Este hecho y estas palabras merecen ser un poco explicados, para que sean bien comprendidos. Pedro guardó silencio mientras Jesús solo demostraba querer saber lo que decían los hombres sobre su persona; cuando luego el divino Salvador invitó a los Apóstoles a expresar su propio sentimiento, inmediatamente Pedro en nombre de todos habló, porque él ya gozaba de una primacía, o sea, superioridad, sobre sus otros compañeros.
Pedro, divinamente inspirado, dice: “Tú eres el Cristo,” y era lo mismo que decir: “Tú eres el Mesías prometido por Dios venido a salvar a los hombres; eres hijo del Dios vivo,” para significar que Jesucristo no era hijo de Dios como las divinidades de los idólatras, hechas por las manos y el capricho de los hombres, sino hijo del Dios vivo y verdadero, es decir, hijo del Padre eterno, por lo tanto, con Él creador y supremo dueño de todas las cosas; con esto venía a confesarlo como la segunda persona de la Santísima Trinidad. Jesús, casi para compensarlo por su fe, lo llama Bienaventurado, y al mismo tiempo le cambia el nombre de Simón por el de Pedro; claro signo de que quería elevarlo a una gran dignidad. Así había hecho Dios con Abraham, cuando lo estableció padre de todos los creyentes; así con Sara cuando le prometió el prodigioso nacimiento de un hijo; así con Jacob cuando lo llamó Israel y le aseguró que de su descendencia nacería el Mesías.

Jesús dijo: “Sobre esta piedra edificaré mi Iglesia;” estas palabras quieren decir: tú, oh Pedro, serás en la Iglesia lo que en una casa es el fundamento. El fundamento es la parte principal de la casa, del todo indispensable; tú, oh Pedro, serás el fundamento, es decir, la suprema autoridad en mi Iglesia. Sobre el fundamento se edifica toda la casa, para que, sosteniéndose, dure firme e inmóvil. Sobre ti, que yo llamo Pedro, como sobre una roca o piedra firmísima, por mi virtud omnipotente yo elevo el eterno edificio de mi Iglesia, la cual, apoyada sobre ti, estará fuerte e invicta contra todos los asaltos de sus enemigos. No hay casa sin fundamento, no hay Iglesia sin Pedro. Una casa sin fundamento no es obra de un arquitecto sabio; una Iglesia separada de Pedro nunca podrá ser mi Iglesia. En las casas, las partes que no apoyan sobre el fundamento caen y se destruyen; en mi Iglesia, quienquiera que se separe de Pedro precipita en el error y se pierde.

EXTRACTO DEL LISTADO =

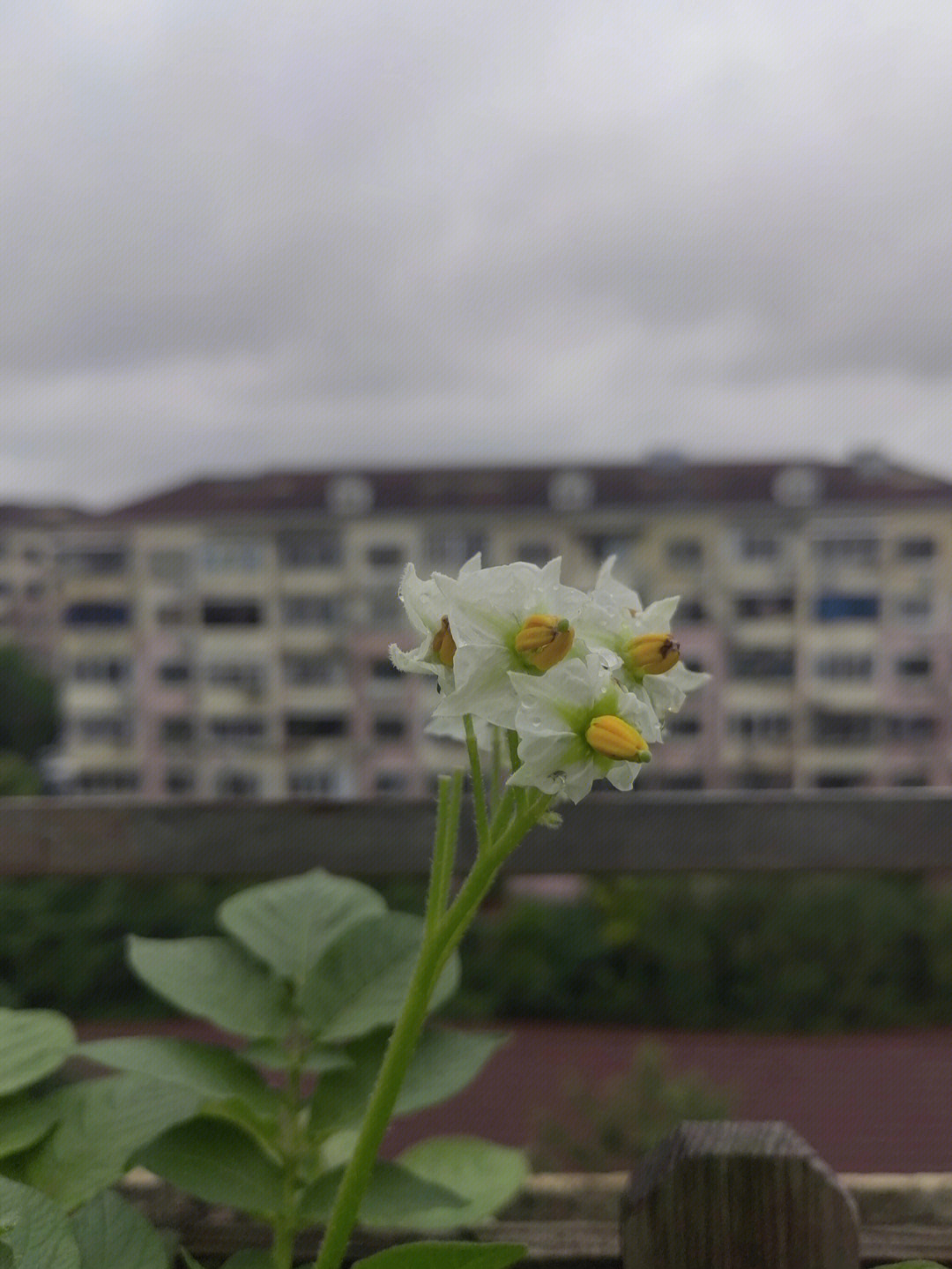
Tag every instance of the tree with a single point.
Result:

QUÉ HACER =
- 1) Reproduce palabra por palabra todo lo que, en el texto sobre Pedro, va desde "Este hecho y" hasta "sus otros compañeros.".
- 2) Responde brevemente según el texto sobre Pedro:
(a) ¿Por qué habló Pedro en nombre de todos los Apóstoles?
(b) ¿Qué nombre le cambia Jesús y por cuál lo sustituye?
(c) En la comparación con una casa, ¿qué será Pedro en la Iglesia?
Para responder, basta con el texto sobre Pedro.

SOLUCIONES POR TAREA =
- 1)
Este hecho y estas palabras merecen ser un poco explicados, para que sean bien comprendidos. Pedro guardó silencio mientras Jesús solo demostraba querer saber lo que decían los hombres sobre su persona; cuando luego el divino Salvador invitó a los Apóstoles a expresar su propio sentimiento, inmediatamente Pedro en nombre de todos habló, porque él ya gozaba de una primacía, o sea, superioridad, sobre sus otros compañeros.

- 2)
(a) Porque ya gozaba de una primacía, o sea, superioridad, sobre sus otros compañeros.
(b) Le cambia el nombre de Simón por el de Pedro.
(c) Será el fundamento, es decir, la suprema autoridad en la Iglesia.